Problems to solve.
A - In the court opinion about the section hand's injury, reproduce the passage from "In the afternoon" to "pick for him.", swapping "pick" for "mattock".
B - Name every tool that the court opinion about the section hand's injury mentions being used for work.
C - Carry on writing the court opinion about the section hand's injury from the point where it ends.

Given passage.
◇ ◇ ◇
This action was brought to recover damages for personal injuries. Appeal is taken from a judgment of nonsuit rendered in the trial court.
*306Appellant was employed as a section hand by respondent and commenced work about September 1, 1913. Several days afterward, he and a fellow workman were replacing ties. Dirt and gravel around the old tie would be loosened; then one of the men would pull by means of a pick sunk in the tie, and the other would push with a shovel. Appellant alleges that the pick furnished by the company was dull; that he could not secure a firm hold on the ties; that the pick slipped and, as a result, he fell twice on the day in question. He fell in the morning, striking on his hand. To use the words of appellant:
“And I dropped on my hand this way (illustrating) ; side hurt a little; my hand on this side hurt a little. ... I slip, that pick drop down and hurt my hand.”
In the afternoon he fell again.
“That pick slip again and I drop down on my hand, drop down. Q. What part of your body hit the ground? A. I drop down, was pulling this side of that pick; slip the pick and I drop down, and this hurt (indicating). Q. The left shoulder? A. Yes, drop down on the gravel, or gravel and big rock.”
After appellant fell the first time, he says he called the attention of the foreman to the condition of the pick and the foreman promised to secure another pick for him.
Appellant continued in the employ of respondent under full pay without interruption for seven months after the accident. His shoulder was sore for one or two days, and it bothered him again somewhat in about two months. One day, while felling a tree with an axe, a sharp pain hit him in the shoulder. His arm fell limp to his side. He was unable to continue his work and was sent to the hospital. After a few days given to observation by the attending surgeons, appellant was told that he would never have the use of his arm again. His case was diagnosed as tuberculosis of the shoulder joint. He was put in a cast which caused a fixation *307of the joint (the only treatment possible in such cases), and after six or seven months was discharged by the surgeon.
◇ ◇ ◇
Material supplied.

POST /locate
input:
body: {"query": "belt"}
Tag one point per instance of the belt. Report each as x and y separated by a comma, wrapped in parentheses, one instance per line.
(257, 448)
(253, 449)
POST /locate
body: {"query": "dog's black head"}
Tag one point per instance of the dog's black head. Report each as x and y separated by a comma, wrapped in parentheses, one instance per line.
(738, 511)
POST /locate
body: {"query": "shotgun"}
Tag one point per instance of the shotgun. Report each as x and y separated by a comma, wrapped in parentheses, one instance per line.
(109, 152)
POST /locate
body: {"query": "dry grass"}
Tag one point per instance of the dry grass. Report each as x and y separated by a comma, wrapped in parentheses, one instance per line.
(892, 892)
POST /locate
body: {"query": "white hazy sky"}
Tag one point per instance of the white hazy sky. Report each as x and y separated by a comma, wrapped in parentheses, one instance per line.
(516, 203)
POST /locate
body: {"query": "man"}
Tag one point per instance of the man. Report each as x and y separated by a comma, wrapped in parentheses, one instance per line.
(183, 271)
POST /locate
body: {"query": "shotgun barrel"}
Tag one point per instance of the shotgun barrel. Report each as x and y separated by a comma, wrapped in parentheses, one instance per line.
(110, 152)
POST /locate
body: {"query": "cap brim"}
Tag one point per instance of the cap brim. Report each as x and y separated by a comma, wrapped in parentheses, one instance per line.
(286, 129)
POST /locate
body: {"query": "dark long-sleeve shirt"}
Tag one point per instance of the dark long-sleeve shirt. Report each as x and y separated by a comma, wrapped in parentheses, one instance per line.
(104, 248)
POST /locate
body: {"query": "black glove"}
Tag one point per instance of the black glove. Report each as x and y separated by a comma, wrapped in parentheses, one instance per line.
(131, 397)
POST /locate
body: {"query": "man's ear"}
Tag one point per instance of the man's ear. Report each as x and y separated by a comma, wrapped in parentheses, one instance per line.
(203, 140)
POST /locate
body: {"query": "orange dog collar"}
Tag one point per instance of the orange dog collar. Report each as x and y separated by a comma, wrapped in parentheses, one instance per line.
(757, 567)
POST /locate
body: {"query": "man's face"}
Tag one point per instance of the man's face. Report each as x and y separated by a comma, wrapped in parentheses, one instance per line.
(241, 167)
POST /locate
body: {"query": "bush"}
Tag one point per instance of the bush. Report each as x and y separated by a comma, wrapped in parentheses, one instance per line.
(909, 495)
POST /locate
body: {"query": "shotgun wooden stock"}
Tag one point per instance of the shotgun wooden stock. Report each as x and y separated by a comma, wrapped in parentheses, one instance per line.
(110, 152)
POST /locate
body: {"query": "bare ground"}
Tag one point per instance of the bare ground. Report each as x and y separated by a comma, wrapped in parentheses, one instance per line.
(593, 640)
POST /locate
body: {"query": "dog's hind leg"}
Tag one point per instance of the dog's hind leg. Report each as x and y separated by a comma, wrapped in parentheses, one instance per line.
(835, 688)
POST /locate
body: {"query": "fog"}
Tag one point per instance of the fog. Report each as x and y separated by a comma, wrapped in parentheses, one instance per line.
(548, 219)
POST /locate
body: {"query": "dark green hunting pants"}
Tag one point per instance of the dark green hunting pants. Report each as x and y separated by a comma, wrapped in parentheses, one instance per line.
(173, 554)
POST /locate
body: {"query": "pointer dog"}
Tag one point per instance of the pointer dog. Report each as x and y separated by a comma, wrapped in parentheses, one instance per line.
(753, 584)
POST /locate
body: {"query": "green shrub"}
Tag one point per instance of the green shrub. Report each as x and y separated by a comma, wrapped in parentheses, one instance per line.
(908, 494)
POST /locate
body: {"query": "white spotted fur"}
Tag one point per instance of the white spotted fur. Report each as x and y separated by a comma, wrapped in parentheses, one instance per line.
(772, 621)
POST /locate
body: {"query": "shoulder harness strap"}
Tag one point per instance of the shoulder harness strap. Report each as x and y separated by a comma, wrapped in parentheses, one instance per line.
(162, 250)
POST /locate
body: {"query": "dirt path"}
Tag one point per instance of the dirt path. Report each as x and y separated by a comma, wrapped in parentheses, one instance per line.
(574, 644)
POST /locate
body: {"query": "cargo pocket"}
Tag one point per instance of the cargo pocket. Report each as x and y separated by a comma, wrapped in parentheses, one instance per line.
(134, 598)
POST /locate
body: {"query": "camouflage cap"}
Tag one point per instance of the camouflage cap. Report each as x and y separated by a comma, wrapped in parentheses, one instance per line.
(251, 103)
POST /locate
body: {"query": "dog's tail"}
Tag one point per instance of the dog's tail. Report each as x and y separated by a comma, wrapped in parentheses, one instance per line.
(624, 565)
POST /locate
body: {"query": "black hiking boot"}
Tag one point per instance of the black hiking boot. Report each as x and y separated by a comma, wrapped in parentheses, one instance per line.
◇ ◇ ◇
Answers to this exercise.
A -
In the afternoon he fell again.
“That mattock slip again and I drop down on my hand, drop down. Q. What part of your body hit the ground? A. I drop down, was pulling this side of that mattock; slip the mattock and I drop down, and this hurt (indicating). Q. The left shoulder? A. Yes, drop down on the gravel, or gravel and big rock.”
After appellant fell the first time, he says he called the attention of the foreman to the condition of the mattock and the foreman promised to secure another mattock for him.

B - pick, shovel, axe

C -
It is appellant’s theory that the tubercular joint was caused by the fall, and that respondent is liable in damages. Much of the briefs are given up to a discussion of the assumption of risk, the promise to repair, and the “simple tool doctrine,” but we think it will need no discussion of these principles to sustain the judgment of the lower court. The testimony is insufficient to hold defendant to a liability for the present condition of appellant.
The case of appellant rests entirely upon an answer to a hypothetical question propounded to a medical witness:
“Q. From the history that I have given you here, where he fell to the ground and struck himself, and at first felt very little pain at that time, which afterwards gradually decreased until finally he did not pay very much attention to it, only periodically he felt some pains, and after over-straining his arm gave him to understand there was something radically wrong with it, and it was afterwards diagnosed by the doctor as acute tuberculosis, would you say any other cause outside of the first injury which he received when he fell to the ground has brought about the condition from which he is now suffering?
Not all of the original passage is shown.